WRITTEN EXERCISE.
Please report every line in the entries below that contains the word "column".

(Raw entries)
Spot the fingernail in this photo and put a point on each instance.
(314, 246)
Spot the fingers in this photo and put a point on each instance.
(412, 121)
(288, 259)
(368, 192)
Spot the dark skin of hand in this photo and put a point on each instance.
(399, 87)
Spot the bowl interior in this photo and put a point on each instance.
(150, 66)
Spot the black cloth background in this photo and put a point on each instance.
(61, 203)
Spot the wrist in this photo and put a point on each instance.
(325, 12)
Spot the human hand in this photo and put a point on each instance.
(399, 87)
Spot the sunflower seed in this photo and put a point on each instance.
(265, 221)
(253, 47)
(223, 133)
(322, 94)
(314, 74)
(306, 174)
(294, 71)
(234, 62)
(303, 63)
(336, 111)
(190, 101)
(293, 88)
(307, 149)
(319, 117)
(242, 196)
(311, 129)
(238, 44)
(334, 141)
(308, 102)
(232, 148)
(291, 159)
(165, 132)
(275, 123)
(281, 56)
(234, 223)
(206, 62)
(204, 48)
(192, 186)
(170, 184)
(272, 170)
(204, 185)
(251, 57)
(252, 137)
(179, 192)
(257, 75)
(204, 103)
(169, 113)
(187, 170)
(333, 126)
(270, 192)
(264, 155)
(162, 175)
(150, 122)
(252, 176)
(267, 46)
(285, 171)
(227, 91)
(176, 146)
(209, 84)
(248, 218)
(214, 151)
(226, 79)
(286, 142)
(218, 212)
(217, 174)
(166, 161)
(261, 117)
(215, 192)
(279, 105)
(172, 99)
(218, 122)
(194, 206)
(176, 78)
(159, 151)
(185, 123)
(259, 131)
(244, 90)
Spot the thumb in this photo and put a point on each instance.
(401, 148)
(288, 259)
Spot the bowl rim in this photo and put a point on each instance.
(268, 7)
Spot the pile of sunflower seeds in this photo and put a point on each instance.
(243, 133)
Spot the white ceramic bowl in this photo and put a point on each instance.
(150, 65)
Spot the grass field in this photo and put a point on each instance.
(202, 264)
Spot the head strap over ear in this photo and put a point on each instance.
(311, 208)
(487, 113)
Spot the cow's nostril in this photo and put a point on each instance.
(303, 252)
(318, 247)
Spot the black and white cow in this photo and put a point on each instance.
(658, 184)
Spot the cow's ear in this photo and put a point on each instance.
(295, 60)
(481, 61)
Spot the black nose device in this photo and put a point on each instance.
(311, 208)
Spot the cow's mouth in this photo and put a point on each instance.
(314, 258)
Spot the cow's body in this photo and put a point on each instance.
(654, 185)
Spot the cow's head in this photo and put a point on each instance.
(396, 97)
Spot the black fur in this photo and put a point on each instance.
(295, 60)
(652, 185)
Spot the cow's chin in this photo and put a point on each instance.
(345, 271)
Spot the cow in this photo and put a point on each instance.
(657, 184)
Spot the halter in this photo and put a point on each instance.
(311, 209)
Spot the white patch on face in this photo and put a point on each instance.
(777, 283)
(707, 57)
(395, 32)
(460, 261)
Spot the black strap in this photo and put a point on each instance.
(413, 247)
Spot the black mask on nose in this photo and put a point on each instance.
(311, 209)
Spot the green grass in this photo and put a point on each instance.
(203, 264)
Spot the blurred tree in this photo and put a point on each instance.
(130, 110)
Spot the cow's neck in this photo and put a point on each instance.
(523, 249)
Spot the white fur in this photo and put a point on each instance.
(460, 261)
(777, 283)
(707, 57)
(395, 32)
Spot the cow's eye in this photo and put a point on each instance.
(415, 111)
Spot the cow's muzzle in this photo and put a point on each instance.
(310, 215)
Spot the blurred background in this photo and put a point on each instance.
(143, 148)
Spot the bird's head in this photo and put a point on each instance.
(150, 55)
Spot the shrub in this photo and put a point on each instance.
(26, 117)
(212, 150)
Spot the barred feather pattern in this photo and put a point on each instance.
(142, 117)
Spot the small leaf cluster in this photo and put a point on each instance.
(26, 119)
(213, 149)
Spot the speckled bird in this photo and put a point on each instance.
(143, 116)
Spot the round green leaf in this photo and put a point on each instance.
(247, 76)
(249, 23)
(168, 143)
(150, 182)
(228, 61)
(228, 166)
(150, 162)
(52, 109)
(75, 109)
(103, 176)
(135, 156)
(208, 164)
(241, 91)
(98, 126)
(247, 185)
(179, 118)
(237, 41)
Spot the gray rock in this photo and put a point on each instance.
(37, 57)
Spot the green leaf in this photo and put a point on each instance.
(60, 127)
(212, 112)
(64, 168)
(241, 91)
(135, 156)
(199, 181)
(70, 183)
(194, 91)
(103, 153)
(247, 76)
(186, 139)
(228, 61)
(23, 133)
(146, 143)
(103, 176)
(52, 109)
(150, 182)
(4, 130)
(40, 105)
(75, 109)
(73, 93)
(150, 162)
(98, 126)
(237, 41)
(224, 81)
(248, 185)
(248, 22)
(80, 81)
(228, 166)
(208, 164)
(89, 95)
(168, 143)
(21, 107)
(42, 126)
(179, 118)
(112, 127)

---

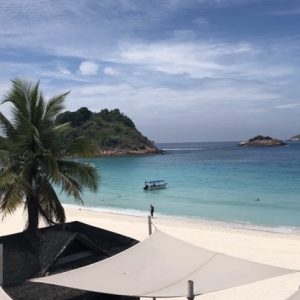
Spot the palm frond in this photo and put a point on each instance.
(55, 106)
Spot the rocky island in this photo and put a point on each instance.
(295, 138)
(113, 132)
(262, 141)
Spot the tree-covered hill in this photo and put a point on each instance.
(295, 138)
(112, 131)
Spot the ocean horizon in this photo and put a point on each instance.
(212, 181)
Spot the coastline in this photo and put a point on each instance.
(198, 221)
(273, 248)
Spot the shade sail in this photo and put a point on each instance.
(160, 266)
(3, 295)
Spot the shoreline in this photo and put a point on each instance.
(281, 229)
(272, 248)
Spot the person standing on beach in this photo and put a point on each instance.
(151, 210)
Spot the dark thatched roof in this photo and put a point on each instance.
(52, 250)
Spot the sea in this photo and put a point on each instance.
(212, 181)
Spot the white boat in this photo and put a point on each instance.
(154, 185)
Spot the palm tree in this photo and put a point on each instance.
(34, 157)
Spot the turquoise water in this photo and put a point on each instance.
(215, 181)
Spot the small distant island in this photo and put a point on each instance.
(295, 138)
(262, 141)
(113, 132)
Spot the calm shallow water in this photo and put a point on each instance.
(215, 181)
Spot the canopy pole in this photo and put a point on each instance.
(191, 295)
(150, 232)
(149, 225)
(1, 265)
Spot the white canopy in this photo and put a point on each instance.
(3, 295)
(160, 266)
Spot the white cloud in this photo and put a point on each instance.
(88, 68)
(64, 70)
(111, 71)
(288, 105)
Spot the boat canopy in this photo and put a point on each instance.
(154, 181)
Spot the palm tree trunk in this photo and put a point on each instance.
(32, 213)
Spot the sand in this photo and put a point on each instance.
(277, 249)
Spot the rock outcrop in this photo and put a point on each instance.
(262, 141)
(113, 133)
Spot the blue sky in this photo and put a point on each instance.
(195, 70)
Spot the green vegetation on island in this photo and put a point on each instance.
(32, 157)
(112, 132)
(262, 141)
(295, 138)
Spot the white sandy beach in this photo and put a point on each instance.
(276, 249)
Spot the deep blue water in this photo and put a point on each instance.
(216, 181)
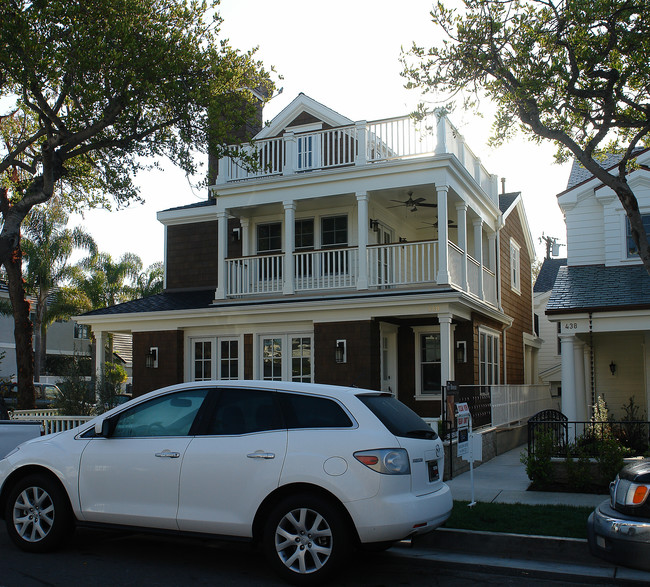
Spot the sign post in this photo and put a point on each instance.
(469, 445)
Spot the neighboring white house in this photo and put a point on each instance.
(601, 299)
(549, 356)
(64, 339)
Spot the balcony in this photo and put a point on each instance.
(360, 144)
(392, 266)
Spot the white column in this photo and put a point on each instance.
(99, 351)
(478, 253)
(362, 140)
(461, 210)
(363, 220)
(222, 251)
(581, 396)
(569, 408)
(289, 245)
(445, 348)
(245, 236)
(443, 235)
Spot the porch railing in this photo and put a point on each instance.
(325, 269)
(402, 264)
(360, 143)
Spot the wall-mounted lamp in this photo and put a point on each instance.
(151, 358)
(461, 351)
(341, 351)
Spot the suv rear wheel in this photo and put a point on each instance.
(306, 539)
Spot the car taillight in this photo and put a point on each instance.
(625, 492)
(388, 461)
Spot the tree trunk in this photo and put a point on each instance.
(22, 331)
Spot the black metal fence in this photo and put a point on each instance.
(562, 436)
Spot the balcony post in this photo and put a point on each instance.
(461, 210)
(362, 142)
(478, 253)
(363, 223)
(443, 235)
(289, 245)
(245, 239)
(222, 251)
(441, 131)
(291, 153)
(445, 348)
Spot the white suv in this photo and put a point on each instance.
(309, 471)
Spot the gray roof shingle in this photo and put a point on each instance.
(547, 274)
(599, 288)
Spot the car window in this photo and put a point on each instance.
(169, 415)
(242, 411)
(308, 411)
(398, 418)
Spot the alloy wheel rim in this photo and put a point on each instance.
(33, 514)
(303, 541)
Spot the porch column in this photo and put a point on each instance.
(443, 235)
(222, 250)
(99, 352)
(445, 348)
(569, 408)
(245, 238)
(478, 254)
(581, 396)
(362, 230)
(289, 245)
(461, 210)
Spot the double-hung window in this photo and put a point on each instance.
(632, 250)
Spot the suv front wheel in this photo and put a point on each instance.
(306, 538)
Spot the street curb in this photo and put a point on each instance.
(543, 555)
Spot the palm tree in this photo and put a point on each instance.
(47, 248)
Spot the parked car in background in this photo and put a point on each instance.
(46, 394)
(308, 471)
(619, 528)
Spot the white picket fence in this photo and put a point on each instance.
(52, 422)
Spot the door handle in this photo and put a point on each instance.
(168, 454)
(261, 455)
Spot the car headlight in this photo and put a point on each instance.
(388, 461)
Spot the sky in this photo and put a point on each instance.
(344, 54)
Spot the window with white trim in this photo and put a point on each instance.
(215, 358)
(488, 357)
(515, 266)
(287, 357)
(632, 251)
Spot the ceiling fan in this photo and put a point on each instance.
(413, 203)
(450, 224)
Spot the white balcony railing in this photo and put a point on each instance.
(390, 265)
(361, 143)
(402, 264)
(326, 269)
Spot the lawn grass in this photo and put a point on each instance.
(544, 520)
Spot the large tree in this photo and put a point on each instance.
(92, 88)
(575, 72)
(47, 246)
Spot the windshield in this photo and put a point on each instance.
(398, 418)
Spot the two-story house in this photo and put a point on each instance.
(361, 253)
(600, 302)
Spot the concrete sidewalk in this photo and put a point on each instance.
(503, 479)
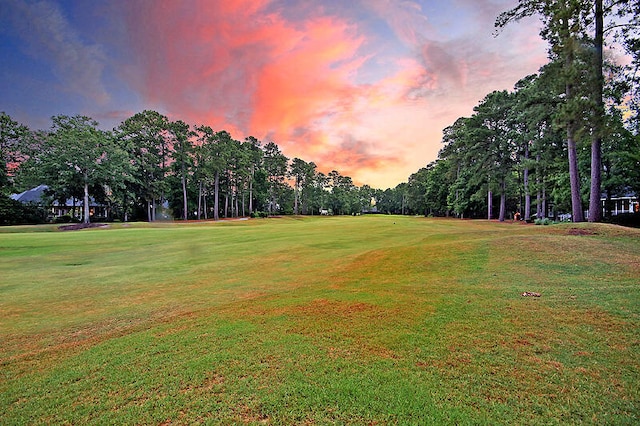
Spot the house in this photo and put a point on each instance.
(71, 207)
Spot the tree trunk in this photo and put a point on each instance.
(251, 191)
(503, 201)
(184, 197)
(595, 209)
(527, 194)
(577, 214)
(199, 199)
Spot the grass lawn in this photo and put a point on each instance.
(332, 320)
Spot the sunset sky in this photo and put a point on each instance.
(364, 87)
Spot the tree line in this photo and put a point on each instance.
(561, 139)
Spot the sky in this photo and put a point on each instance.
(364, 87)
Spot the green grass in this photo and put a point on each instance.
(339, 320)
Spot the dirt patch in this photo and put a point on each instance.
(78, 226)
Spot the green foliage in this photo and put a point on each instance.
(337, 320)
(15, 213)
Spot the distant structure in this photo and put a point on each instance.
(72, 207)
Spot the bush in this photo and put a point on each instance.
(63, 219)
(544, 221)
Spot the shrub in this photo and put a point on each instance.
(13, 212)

RESPONSE BELOW.
Spot the white column in this photo and put a point on each instance.
Spot the porch column in this photo and put a point on each instance.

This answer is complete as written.